Entries
>>
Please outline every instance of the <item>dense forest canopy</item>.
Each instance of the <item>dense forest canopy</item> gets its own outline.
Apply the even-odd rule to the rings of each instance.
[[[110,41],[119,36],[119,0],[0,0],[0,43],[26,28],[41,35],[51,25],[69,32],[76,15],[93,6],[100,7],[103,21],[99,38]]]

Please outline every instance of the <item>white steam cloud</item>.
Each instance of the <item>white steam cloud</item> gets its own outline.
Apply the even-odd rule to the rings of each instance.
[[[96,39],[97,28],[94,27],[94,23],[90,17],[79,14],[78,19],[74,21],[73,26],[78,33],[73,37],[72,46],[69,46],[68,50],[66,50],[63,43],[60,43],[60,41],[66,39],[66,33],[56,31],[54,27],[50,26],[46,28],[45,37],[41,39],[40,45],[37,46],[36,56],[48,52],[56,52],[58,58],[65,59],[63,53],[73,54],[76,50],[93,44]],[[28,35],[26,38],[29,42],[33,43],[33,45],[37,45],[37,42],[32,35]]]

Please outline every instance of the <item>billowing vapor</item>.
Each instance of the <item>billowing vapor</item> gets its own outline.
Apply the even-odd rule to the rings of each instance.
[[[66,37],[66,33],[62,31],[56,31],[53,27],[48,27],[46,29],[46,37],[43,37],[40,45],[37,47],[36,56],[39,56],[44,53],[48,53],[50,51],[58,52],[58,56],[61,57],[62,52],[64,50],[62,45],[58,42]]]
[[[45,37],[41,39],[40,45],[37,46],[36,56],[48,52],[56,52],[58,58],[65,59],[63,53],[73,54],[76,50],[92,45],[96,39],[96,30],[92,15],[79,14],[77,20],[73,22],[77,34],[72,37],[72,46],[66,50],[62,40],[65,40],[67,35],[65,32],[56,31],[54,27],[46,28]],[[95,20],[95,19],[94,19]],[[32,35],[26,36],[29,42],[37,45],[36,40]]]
<<
Arrange every line of the records above as a Markdown table with the columns "Row" and "Line," numbering the rows consecutively and omitting blank lines.

| Row | Line |
|---|---|
| 1 | Please outline every instance of the <item>dense forest canopy</item>. |
| 2 | Each instance of the <item>dense forest canopy</item> gets its own outline. |
| 3 | Apply the even-odd rule to the rings of each instance. |
| 4 | [[[110,41],[119,36],[119,0],[0,0],[0,43],[26,28],[41,35],[51,25],[69,32],[76,15],[93,6],[100,7],[103,21],[99,38]]] |
| 5 | Please outline every instance of the <item>white steam cloud</item>. |
| 6 | Each instance of the <item>white steam cloud</item> gets its own outline. |
| 7 | Apply the even-odd rule to the rings of each instance. |
| 8 | [[[96,39],[97,28],[94,27],[94,23],[90,17],[79,14],[78,19],[74,21],[73,26],[78,33],[73,37],[72,46],[69,46],[68,50],[66,50],[63,43],[60,43],[60,41],[66,39],[66,33],[56,31],[54,27],[50,26],[46,28],[45,37],[41,39],[40,45],[37,46],[36,56],[48,52],[56,52],[58,58],[65,59],[63,53],[73,54],[76,50],[93,44]],[[28,35],[26,38],[29,42],[33,43],[33,45],[37,45],[37,42],[32,35]]] |
| 9 | Please outline every instance of the <item>billowing vapor</item>. |
| 10 | Each instance of the <item>billowing vapor</item> gets its own outline. |
| 11 | Apply the even-odd rule to the rings of each instance. |
| 12 | [[[66,37],[66,33],[62,31],[56,31],[53,27],[48,27],[46,29],[46,37],[43,37],[40,45],[37,47],[36,56],[39,56],[44,53],[48,53],[50,51],[58,52],[58,56],[61,57],[62,52],[64,50],[62,45],[58,42]]] |
| 13 | [[[45,37],[41,39],[40,45],[37,46],[36,56],[48,52],[56,52],[58,58],[65,59],[63,53],[73,54],[76,50],[92,45],[96,39],[96,30],[92,15],[79,14],[77,20],[73,22],[77,34],[72,37],[72,46],[66,50],[62,40],[65,40],[67,35],[65,32],[56,31],[54,27],[46,28]],[[95,20],[95,19],[94,19]],[[32,35],[26,36],[29,42],[37,45],[36,40]]] |